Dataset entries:
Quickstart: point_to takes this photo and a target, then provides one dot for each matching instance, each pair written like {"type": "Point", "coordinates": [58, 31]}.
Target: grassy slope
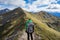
{"type": "Point", "coordinates": [43, 30]}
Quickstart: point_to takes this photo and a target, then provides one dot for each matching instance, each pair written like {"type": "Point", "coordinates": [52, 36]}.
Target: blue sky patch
{"type": "Point", "coordinates": [58, 2]}
{"type": "Point", "coordinates": [29, 1]}
{"type": "Point", "coordinates": [41, 6]}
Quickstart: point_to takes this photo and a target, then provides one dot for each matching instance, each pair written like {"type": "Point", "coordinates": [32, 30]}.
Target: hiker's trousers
{"type": "Point", "coordinates": [29, 35]}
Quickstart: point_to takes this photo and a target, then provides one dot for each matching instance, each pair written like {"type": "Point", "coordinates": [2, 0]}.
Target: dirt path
{"type": "Point", "coordinates": [24, 36]}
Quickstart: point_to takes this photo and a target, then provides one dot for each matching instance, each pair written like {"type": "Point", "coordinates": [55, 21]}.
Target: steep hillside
{"type": "Point", "coordinates": [42, 29]}
{"type": "Point", "coordinates": [10, 21]}
{"type": "Point", "coordinates": [50, 20]}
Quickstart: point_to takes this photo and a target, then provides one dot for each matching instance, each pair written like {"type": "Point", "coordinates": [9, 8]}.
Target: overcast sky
{"type": "Point", "coordinates": [32, 5]}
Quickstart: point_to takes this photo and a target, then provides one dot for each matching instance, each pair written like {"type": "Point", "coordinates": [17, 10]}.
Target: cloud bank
{"type": "Point", "coordinates": [32, 6]}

WORK INSTRUCTIONS: Could you return each entry word for word, with the images omitted?

THE COMPLETED TASK:
Quickstart: point_to takes this photo and a target, then provides one dot for each matching instance, each pair written like {"type": "Point", "coordinates": [58, 31]}.
Target: grassy slope
{"type": "Point", "coordinates": [43, 30]}
Quickstart: point_to takes this photo and a target, then provides one dot for each matching instance, each pair written like {"type": "Point", "coordinates": [52, 36]}.
Target: blue sky patch
{"type": "Point", "coordinates": [58, 2]}
{"type": "Point", "coordinates": [29, 1]}
{"type": "Point", "coordinates": [41, 6]}
Quickstart: point_to takes this photo and a target, then provides one dot for each matching instance, each pair written like {"type": "Point", "coordinates": [32, 30]}.
Target: hiker's trousers
{"type": "Point", "coordinates": [29, 35]}
Quickstart: point_to takes this photo and a target, then provides one dot for each matching instance, each pair written like {"type": "Point", "coordinates": [2, 0]}.
Target: dirt path
{"type": "Point", "coordinates": [24, 36]}
Quickstart: point_to takes this photo and a target, then provides one dot for each matching instance, each pair written like {"type": "Point", "coordinates": [55, 21]}.
Target: steep hillside
{"type": "Point", "coordinates": [42, 29]}
{"type": "Point", "coordinates": [10, 21]}
{"type": "Point", "coordinates": [50, 20]}
Quickstart: point_to takes this photo and a target, then provides one dot for each matching instance, each pair written like {"type": "Point", "coordinates": [9, 8]}.
Target: overcast sky
{"type": "Point", "coordinates": [32, 5]}
Quickstart: point_to takes this photo and a target, then provides one dot for each matching instance, each pair written like {"type": "Point", "coordinates": [17, 10]}.
Target: cloud bank
{"type": "Point", "coordinates": [32, 6]}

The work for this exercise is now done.